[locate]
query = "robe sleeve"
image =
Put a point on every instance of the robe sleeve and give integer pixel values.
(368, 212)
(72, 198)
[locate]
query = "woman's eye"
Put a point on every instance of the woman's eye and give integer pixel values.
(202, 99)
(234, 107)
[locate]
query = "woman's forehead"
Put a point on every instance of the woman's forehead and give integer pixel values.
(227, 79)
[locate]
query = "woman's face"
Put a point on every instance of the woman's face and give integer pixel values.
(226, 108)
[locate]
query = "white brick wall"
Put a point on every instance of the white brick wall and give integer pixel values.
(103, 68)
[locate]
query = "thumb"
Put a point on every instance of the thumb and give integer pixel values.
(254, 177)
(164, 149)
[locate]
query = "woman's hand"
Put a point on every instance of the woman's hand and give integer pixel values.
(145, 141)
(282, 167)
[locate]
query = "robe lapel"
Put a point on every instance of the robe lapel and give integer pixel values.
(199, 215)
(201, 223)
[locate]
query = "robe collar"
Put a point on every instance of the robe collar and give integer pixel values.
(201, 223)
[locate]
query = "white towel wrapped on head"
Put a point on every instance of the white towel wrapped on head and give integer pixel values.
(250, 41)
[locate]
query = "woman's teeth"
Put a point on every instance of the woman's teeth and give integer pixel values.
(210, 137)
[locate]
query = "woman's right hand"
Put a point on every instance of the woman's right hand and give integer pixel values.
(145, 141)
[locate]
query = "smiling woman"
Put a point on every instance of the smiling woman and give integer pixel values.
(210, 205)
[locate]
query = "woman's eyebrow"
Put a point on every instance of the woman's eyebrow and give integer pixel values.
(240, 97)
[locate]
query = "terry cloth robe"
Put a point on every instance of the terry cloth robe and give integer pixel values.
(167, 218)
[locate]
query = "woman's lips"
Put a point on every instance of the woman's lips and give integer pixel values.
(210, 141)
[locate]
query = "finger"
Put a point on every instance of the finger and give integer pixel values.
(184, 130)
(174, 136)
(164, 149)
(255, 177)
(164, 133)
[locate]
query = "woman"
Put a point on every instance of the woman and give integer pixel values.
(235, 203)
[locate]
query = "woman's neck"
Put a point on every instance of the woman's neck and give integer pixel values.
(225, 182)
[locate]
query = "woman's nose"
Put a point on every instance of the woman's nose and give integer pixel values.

—————

*EXERCISE DESCRIPTION:*
Could you quote the material above in full, exactly as it stands?

*TASK RESPONSE:*
[locate]
query = "robe sleeve"
image =
Put a point on every instance of the robe sleeve and give integer pixel values.
(368, 212)
(72, 198)
[locate]
query = "woman's eye"
Put a point on every instance of the woman's eye and give integer pixel values.
(202, 99)
(234, 107)
[locate]
query = "woman's forehead"
Put a point on every instance of the woman's forehead and give integer pixel values.
(227, 79)
[locate]
query = "woman's face"
Put a point on every instance of the woman's face and give integer pixel values.
(226, 108)
[locate]
query = "white brick wall"
Put a point on every instance of the white brick wall and give integer pixel values.
(103, 68)
[locate]
query = "thumb"
Put a point on every instance of the thumb and give integer pixel values.
(254, 177)
(164, 149)
[locate]
query = "woman's hand"
Put a point on every instance of the woman's hand and give integer pixel values.
(145, 141)
(282, 167)
[locate]
query = "robe lapel"
Put a point on every instance of the robe lapel and give integer pixel values.
(199, 215)
(201, 223)
[locate]
query = "robe collar"
Put a point on every instance of the robe collar and give integer pixel values.
(201, 223)
[locate]
query = "white towel wrapped on head"
Put a point on every instance of the white towel wrapped on head and give integer pixel values.
(250, 41)
[locate]
query = "woman's teeth"
Put a point on every instance of the woman's teeth and give integer pixel values.
(210, 137)
[locate]
query = "woman's right hand"
Put a point on every instance of the woman's right hand and give integer pixel values.
(145, 141)
[locate]
query = "smiling woman"
Put a point on every instance of the smiling woman and give integer pixel values.
(210, 205)
[locate]
query = "woman's eyebrow"
Put a point on every instance of the woman's eyebrow and give integer pixel values.
(240, 97)
[locate]
query = "terry cloth robe"
Put a point on every instance of the terry cloth robe and give integer pixel values.
(167, 218)
[locate]
query = "woman's lips"
Put a point on every instance of the woman's lips and give integer pixel values.
(210, 141)
[locate]
query = "finger"
Put a point on every instance of the finger and give integer pixel values.
(184, 130)
(174, 136)
(164, 149)
(255, 177)
(164, 133)
[locate]
query = "woman"
Put a point on every instance of the woman and give integer pixel values.
(235, 203)
[locate]
query = "woman's neck"
Put a point on every instance of the woman's neck and give integer pixel values.
(225, 182)
[locate]
query = "woman's nose"
Put a point on every instance of the woman's nose and give integer pixel values.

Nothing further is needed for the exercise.